Exercise description:
Counting every line in the entries below where the word "guitar" occurs, report how many there are. Give only that number.

Excerpts from a dataset:

+++

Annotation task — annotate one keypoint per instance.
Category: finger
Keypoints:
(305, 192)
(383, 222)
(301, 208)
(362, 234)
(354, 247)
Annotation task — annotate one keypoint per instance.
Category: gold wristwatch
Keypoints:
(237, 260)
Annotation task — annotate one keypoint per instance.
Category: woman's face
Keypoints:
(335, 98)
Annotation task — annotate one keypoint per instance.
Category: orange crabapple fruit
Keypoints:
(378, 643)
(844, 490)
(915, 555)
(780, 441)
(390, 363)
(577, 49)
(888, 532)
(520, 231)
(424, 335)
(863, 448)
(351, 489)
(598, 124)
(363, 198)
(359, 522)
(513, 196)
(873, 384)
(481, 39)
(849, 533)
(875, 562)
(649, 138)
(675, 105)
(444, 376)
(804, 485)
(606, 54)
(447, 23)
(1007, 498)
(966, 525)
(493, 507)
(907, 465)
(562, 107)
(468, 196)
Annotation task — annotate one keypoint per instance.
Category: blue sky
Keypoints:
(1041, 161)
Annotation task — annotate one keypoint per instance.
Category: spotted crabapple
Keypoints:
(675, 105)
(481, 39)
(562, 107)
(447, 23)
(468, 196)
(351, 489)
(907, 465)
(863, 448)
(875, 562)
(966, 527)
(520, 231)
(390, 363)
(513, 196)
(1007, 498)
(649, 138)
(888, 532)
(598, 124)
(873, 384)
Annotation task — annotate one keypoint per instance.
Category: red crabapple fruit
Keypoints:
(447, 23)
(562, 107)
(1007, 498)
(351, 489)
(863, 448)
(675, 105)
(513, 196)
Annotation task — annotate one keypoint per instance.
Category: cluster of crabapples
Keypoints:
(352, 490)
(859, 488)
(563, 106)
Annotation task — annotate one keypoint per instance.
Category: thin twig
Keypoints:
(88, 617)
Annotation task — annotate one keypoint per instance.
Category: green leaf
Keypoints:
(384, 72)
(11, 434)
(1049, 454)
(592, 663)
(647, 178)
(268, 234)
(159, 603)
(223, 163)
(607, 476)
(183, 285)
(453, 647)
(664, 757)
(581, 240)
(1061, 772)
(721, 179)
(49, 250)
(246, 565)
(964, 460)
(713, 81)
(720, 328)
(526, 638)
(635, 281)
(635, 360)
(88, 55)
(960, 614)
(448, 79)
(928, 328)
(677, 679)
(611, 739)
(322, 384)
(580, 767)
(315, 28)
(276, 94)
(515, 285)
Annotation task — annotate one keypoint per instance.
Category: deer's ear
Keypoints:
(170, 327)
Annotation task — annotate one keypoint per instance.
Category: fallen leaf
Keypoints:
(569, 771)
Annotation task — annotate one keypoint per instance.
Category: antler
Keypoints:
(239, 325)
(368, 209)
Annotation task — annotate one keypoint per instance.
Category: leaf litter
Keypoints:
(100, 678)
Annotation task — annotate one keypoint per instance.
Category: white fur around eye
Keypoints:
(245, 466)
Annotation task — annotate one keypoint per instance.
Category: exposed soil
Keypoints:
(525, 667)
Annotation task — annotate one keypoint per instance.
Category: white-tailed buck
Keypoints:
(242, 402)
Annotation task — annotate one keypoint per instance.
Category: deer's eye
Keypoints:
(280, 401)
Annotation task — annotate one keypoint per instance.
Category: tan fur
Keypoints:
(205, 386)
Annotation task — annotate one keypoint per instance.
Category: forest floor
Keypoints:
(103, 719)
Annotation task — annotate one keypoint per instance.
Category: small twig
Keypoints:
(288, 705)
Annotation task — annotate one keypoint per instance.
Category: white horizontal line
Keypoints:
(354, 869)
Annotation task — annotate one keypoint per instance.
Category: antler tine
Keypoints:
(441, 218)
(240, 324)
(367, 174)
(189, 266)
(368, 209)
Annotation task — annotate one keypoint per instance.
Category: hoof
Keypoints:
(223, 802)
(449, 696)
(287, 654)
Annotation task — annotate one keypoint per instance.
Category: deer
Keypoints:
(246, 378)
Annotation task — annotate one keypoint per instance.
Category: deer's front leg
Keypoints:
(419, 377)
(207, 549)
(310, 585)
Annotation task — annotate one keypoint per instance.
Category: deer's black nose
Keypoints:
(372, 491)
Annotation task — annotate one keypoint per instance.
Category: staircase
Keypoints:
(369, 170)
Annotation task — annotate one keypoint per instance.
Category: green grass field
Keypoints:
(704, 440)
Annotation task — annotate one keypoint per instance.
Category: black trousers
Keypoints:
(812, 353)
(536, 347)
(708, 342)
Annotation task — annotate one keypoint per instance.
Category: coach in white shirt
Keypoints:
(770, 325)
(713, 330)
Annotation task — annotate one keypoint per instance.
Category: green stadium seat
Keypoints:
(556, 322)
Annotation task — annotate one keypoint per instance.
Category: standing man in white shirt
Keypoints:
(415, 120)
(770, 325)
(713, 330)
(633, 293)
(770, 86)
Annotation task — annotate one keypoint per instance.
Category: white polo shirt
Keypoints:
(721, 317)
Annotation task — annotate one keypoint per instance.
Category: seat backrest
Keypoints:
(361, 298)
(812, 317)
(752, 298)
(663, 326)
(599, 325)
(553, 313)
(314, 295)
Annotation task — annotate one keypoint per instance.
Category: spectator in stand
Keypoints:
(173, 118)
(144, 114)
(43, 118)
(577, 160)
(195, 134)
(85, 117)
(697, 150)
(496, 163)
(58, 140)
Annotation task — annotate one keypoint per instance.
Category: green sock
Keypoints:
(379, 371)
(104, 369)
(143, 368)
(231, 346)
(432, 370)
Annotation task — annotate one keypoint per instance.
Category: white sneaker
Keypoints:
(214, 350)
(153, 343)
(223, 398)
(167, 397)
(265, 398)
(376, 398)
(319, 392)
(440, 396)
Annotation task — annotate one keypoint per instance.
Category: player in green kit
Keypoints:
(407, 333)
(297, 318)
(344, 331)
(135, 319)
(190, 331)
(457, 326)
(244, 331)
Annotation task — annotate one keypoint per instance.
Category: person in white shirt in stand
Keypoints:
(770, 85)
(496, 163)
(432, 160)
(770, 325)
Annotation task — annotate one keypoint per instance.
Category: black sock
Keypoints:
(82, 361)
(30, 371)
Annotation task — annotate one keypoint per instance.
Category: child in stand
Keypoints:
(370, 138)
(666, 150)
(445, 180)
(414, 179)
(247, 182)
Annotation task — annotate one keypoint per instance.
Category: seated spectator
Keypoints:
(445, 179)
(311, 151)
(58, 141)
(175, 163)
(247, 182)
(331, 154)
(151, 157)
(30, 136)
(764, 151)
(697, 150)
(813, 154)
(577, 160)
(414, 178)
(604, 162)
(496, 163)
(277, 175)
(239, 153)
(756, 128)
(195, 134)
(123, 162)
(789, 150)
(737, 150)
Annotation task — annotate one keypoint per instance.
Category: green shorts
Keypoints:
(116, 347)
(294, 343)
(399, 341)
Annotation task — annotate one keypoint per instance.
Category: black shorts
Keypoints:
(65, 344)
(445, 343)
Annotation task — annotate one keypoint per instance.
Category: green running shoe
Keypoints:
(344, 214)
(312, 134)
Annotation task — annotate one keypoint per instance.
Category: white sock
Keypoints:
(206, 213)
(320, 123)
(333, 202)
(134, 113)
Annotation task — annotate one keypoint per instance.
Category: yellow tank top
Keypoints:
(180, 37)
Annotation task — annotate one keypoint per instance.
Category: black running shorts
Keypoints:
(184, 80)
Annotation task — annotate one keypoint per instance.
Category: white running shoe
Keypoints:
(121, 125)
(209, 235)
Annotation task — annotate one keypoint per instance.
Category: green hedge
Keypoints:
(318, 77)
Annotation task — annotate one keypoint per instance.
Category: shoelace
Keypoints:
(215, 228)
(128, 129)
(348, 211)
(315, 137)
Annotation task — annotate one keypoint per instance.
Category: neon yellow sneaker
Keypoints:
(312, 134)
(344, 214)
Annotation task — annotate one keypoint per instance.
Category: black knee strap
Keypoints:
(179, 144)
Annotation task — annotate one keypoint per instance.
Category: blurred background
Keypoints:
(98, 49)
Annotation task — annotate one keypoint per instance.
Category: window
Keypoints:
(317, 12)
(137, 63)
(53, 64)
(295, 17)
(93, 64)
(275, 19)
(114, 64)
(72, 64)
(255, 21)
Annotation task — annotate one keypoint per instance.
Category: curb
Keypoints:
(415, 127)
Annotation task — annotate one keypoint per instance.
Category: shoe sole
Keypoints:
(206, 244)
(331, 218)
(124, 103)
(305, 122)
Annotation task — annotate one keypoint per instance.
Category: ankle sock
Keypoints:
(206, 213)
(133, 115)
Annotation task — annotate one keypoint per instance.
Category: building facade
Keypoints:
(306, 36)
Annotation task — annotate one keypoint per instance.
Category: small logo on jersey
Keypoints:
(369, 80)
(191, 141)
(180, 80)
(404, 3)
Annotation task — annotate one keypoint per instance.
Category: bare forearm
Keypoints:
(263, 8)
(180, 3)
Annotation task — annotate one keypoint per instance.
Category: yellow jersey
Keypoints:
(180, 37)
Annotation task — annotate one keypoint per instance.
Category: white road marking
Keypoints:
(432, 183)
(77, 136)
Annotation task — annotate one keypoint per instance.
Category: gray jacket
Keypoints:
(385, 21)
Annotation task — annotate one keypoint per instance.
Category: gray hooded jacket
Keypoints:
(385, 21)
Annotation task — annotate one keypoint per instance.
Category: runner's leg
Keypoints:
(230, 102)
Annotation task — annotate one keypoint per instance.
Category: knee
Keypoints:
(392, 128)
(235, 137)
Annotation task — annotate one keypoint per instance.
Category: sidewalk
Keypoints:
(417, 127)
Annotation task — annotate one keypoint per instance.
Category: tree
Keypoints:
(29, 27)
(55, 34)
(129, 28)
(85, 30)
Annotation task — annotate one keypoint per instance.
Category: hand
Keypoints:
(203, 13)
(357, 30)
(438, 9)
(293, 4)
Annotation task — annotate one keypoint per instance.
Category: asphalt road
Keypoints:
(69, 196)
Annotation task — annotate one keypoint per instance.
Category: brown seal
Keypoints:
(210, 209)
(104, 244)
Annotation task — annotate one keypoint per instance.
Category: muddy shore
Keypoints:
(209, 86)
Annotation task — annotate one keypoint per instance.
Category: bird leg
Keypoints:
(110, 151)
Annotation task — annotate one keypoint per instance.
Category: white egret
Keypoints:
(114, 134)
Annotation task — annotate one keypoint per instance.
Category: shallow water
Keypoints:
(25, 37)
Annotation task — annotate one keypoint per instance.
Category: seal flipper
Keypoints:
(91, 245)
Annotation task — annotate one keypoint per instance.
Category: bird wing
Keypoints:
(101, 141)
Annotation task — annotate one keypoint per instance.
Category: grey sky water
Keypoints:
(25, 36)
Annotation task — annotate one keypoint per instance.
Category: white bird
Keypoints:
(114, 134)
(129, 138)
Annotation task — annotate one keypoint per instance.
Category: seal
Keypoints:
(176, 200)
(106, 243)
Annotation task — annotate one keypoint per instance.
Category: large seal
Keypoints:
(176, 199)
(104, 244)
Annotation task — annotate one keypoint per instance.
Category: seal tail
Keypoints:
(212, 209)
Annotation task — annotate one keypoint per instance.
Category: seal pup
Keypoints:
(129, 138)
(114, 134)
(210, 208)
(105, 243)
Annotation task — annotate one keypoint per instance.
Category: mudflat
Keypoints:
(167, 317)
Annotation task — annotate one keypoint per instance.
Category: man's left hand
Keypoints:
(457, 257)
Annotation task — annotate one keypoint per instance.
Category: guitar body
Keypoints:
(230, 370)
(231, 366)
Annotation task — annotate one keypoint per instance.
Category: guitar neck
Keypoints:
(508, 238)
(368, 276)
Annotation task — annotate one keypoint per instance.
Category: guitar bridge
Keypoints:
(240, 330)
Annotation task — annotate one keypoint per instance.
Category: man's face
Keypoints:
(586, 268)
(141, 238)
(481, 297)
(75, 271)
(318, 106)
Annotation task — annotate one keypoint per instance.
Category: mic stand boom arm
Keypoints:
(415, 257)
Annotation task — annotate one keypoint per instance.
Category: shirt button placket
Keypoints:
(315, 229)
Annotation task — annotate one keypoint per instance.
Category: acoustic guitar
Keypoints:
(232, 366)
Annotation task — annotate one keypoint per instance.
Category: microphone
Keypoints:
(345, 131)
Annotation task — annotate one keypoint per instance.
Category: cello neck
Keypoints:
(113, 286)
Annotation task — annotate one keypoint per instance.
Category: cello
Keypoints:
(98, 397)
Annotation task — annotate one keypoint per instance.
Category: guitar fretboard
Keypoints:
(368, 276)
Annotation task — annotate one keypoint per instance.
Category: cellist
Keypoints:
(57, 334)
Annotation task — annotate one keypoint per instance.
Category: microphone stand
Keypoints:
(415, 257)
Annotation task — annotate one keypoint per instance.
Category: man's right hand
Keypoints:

+++

Solved exercise:
5